Extracted data:
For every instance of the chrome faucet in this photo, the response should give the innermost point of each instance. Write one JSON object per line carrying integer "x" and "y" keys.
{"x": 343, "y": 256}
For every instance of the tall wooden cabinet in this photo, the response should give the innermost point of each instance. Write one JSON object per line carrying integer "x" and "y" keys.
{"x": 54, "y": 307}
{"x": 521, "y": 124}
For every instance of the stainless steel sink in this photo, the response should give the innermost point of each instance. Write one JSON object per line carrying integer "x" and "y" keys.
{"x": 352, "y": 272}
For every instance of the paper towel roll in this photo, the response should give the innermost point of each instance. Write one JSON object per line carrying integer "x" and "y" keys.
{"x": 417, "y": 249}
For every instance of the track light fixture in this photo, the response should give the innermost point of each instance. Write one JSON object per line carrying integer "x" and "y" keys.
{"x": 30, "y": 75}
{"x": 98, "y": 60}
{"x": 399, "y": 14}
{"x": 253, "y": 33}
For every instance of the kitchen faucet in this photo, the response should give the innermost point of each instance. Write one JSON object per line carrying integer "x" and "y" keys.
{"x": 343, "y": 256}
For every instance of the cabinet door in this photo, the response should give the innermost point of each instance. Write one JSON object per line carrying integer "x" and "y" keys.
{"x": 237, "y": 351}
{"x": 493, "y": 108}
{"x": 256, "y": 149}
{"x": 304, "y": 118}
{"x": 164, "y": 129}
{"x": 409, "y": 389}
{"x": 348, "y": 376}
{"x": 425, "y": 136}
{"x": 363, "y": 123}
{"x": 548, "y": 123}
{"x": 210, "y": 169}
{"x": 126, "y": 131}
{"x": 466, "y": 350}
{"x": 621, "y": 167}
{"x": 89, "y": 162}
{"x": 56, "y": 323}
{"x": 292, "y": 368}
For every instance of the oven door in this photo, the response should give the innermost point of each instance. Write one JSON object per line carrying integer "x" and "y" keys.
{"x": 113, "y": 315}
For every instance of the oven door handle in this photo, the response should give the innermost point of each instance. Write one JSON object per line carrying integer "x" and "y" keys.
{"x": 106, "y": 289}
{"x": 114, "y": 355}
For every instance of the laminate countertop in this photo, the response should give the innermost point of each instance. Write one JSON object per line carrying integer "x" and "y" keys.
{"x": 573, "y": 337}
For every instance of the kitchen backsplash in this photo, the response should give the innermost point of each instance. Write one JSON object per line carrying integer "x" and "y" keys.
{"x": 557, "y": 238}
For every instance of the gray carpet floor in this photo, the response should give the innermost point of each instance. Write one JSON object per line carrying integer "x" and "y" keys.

Instruction: Reproduce every item above, swapping "innermost point" for "central point" wherever it occurs and leaving everything else untouched.

Solution to this exercise:
For every instance of the chrome faucet in this photo, the response should give the central point of each instance. Write one JSON object per line carrying integer "x" and "y" keys.
{"x": 343, "y": 256}
For every instance of the tall wooden cabinet in this photo, the response should give the central point of each instance. Write one JSON object per line carrying integer "x" and "y" keys.
{"x": 54, "y": 307}
{"x": 521, "y": 124}
For every instance of the stainless steel sink in this photo, the response should give the central point of each instance. Write one JSON object per line carrying integer "x" and "y" keys.
{"x": 352, "y": 272}
For every instance of the paper towel roll in this photo, the response should give the central point of each instance. Write one JSON object per line carrying integer "x" and "y" keys.
{"x": 417, "y": 249}
For every instance of the track light fixture in this photo, the response should give the central point of each instance. Write one JSON object per line carrying integer "x" and "y" keys.
{"x": 30, "y": 75}
{"x": 98, "y": 60}
{"x": 399, "y": 14}
{"x": 253, "y": 33}
For every instance of the kitchen faucet in this photo, the response should give the central point of each instance. Write one JSON object per line carrying integer "x" and "y" keys.
{"x": 343, "y": 256}
For every instance of the cabinet door in this photo, the response should give the central point of each instance. Write one JSON object per line carrying integer "x" and "y" keys.
{"x": 237, "y": 351}
{"x": 493, "y": 108}
{"x": 256, "y": 149}
{"x": 304, "y": 118}
{"x": 164, "y": 129}
{"x": 409, "y": 389}
{"x": 348, "y": 376}
{"x": 425, "y": 136}
{"x": 363, "y": 123}
{"x": 548, "y": 123}
{"x": 210, "y": 169}
{"x": 126, "y": 131}
{"x": 466, "y": 350}
{"x": 621, "y": 167}
{"x": 89, "y": 162}
{"x": 56, "y": 323}
{"x": 292, "y": 368}
For every instance of the oven door in this photo, the response should give the central point of each instance. Write one JSON object per line carrying integer "x" and "y" keys.
{"x": 113, "y": 315}
For every instance of the oven door handle in this photo, the response should give the central point of each instance. Write one JSON object per line carrying integer "x" and "y" keys.
{"x": 106, "y": 289}
{"x": 114, "y": 355}
For every instance of the laminate countertop in this photo, the response should give the central point of each instance. Write one JSON object per line carrying integer "x" and "y" keys.
{"x": 573, "y": 337}
For every instance of the kitchen backsplash in this photo, the response should give the central point of each instance. Write one JSON object per line carrying integer "x" and "y" keys.
{"x": 557, "y": 238}
For every instance of the gray carpet floor in this photo, the response should give the central point of each instance. Write one JSON object per line carrying integer "x" and "y" keys.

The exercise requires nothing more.